Dataset records:
**********
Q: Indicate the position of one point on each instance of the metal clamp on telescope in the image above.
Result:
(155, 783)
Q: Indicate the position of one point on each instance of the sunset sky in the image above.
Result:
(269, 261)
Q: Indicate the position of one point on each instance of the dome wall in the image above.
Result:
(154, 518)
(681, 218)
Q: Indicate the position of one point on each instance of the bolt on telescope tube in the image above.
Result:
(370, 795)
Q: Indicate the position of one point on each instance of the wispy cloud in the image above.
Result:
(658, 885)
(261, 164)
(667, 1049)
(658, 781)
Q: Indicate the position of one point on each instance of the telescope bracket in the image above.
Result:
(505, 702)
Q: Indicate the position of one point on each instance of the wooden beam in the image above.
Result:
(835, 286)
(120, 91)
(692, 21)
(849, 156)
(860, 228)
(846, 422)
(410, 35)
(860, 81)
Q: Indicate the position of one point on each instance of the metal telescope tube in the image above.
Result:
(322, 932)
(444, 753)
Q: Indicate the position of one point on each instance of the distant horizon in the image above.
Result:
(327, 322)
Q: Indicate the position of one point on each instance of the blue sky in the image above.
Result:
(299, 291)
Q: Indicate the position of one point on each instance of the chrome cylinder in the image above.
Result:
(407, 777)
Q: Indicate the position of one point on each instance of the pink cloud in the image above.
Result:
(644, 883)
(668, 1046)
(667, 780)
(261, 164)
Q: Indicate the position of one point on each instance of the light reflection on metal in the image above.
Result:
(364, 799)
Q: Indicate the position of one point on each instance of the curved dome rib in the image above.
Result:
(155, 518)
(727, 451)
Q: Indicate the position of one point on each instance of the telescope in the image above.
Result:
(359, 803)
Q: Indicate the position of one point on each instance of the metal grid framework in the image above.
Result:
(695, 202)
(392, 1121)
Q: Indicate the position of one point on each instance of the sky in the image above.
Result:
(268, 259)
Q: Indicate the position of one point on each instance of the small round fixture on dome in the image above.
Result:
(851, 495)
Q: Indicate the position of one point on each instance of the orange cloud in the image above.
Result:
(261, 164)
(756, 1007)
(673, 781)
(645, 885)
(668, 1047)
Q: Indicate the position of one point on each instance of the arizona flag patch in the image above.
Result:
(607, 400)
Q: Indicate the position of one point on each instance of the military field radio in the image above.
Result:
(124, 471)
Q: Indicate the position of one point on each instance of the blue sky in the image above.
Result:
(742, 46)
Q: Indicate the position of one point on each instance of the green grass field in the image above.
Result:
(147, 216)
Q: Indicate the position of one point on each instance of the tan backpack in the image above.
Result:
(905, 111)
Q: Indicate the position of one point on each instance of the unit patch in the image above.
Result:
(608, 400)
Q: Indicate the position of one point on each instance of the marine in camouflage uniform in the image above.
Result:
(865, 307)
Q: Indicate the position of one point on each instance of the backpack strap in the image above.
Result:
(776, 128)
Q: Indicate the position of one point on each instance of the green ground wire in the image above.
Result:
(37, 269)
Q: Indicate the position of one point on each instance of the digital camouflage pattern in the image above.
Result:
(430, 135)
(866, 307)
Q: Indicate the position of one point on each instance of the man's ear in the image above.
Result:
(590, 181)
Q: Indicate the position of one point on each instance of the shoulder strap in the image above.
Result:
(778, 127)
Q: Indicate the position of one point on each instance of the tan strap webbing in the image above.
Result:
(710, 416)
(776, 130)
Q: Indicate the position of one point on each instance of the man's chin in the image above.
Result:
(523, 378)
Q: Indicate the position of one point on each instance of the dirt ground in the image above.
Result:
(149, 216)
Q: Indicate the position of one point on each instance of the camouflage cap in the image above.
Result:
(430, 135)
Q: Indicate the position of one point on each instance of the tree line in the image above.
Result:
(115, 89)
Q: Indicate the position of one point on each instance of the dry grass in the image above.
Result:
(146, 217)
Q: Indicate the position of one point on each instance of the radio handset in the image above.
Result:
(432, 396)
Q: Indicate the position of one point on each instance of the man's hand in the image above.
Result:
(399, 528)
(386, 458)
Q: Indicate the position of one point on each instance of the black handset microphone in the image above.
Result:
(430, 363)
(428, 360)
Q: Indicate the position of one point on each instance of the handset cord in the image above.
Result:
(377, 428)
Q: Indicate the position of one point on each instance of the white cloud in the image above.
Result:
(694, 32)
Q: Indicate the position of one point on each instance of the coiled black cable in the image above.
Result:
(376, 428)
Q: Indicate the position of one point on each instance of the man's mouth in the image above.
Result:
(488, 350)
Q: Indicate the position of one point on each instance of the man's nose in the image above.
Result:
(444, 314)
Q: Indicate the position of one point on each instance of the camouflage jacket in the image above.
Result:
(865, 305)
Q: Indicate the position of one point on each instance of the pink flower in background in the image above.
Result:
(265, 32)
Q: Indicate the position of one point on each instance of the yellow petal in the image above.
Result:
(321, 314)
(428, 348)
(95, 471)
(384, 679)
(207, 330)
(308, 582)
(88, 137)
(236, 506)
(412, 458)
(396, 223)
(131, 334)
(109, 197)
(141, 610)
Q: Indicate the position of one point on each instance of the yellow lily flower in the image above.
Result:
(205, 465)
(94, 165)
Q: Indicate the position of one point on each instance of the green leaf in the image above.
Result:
**********
TASK TO COMPLETE: Every line of the data must be written out again word for word.

YOUR SOLUTION:
Q: Indicate the position of one point on each instance of the metal clamp on telescope in the image above.
Result:
(155, 783)
Q: Indicate the position of one point on each instance of the sunset sky in the image above.
Result:
(269, 261)
Q: Indicate the position of one point on each instance of the dome wall in the image above.
Result:
(154, 518)
(681, 218)
Q: Indicate the position of one point on each instance of the bolt on telescope tube in the image above.
Result:
(370, 795)
Q: Indicate the position of one point on each instance of the wispy cloud in the image above.
Result:
(658, 885)
(261, 164)
(667, 1049)
(658, 781)
Q: Indicate the position of one point on each instance of the telescope bracket in the image above.
Result:
(505, 702)
Q: Indicate the position of one point on each instance of the wooden beam in the image above.
Result:
(835, 286)
(120, 91)
(692, 21)
(849, 156)
(860, 228)
(846, 422)
(410, 35)
(860, 81)
Q: Indicate the position of one point on each instance of the metal telescope tube in the image above.
Result:
(322, 932)
(444, 753)
Q: Indicate the position of one point on each instance of the distant horizon in the image above.
Result:
(327, 322)
Q: Indicate the position of one point on each instance of the blue sky in the image above.
Result:
(299, 291)
Q: Indicate the position of one point on each instance of the chrome cylinder in the image above.
Result:
(407, 777)
Q: Indicate the position of one point on each instance of the pink cloud in the image above.
Result:
(644, 883)
(668, 1046)
(667, 780)
(261, 164)
Q: Indicate the position of one point on each instance of the light reflection on metal in the image above.
Result:
(364, 799)
Q: Indicate the position of one point on each instance of the curved dome rib in the image above.
Result:
(155, 518)
(727, 451)
Q: Indicate the position of one point on each instance of the telescope in the image above.
Result:
(359, 803)
Q: Indicate the position of one point on each instance of the metal grid framework in the image above.
Result:
(695, 202)
(392, 1121)
Q: Indicate the position of one point on each instance of the sky in the image above.
Result:
(268, 259)
Q: Indicate the position of one point on each instance of the small round fixture on dome in the image above.
Result:
(851, 495)
Q: Indicate the position of one point on each instance of the orange cloud in the image above.
Result:
(261, 164)
(756, 1007)
(673, 781)
(645, 885)
(668, 1047)
Q: Indicate the position of one point on each instance of the arizona flag patch in the image above.
Result:
(607, 400)
Q: Indicate the position of one point on each instance of the military field radio in the image above.
Result:
(124, 471)
Q: Indicate the position of one point on each instance of the blue sky in the image above.
Result:
(742, 46)
Q: Indicate the position of one point on each instance of the green grass field in the image above.
Result:
(147, 216)
Q: Indicate the position of one point on each instance of the tan backpack in the image above.
Result:
(905, 111)
Q: Indicate the position of one point on each instance of the unit patch in the image above.
Result:
(608, 400)
Q: Indicate the position of one point on each instance of the marine in camouflage uniform in the image above.
Result:
(865, 307)
Q: Indicate the position of one point on each instance of the backpack strap in the image above.
Result:
(776, 128)
Q: Indicate the position of one point on each instance of the green ground wire in the image above.
Result:
(37, 269)
Q: Indicate the position of one point on each instance of the digital camouflage pattern in the image above.
Result:
(430, 135)
(866, 307)
Q: Indicate the position of one point on each instance of the man's ear in the image above.
Result:
(590, 181)
Q: Indicate the position of one point on each instance of the shoulder strap in the image above.
Result:
(778, 127)
Q: Indicate the position of one point on each instance of the tan strap webbing in the image above.
Result:
(710, 416)
(776, 130)
Q: Indicate the position of one point on each instance of the man's chin in the image above.
Result:
(523, 378)
Q: Indicate the position of one point on each instance of the dirt ground in the image above.
Result:
(149, 216)
Q: Indicate the position of one point on each instance of the camouflage cap in the image above.
Result:
(430, 135)
Q: Indicate the position of one point on each instance of the tree line in the image above.
Result:
(115, 89)
Q: Indicate the position of one point on each instance of the dry grass in the image above.
Result:
(146, 217)
Q: Indicate the position of one point on each instance of the radio handset in the image above.
Result:
(432, 396)
Q: Indicate the position of one point on each instance of the man's hand in the image above.
Result:
(399, 528)
(386, 458)
Q: Indicate the position of one point on each instance of the black handset microphone in the image above.
Result:
(430, 363)
(428, 360)
Q: Indicate the position of one point on each instance of the handset cord in the image above.
Result:
(377, 428)
Q: Indicate the position of one point on each instance of the white cloud in the image above.
Result:
(694, 32)
Q: Indicate the position of one point on each instance of the coiled black cable in the image above.
Result:
(376, 428)
Q: Indicate the position of one point on each instance of the man's mouth in the image above.
Result:
(488, 350)
Q: Indicate the position of one point on each instance of the man's nose in the image above.
Result:
(444, 314)
Q: Indicate the position of one point on each instance of the camouflage jacket in the image above.
Result:
(865, 305)
Q: Indicate the position of one point on each instance of the pink flower in background in the image above.
Result:
(265, 32)
Q: Indicate the position of one point on each instance of the yellow petal in the image above.
Result:
(321, 314)
(428, 348)
(95, 471)
(384, 679)
(207, 330)
(308, 582)
(88, 137)
(236, 506)
(412, 458)
(396, 223)
(131, 334)
(109, 197)
(141, 610)
Q: Indicate the position of one point on each instance of the yellow lily flower in the image above.
Result:
(205, 465)
(94, 165)
Q: Indicate the position of one point on each instance of the green leaf in the image above.
Result:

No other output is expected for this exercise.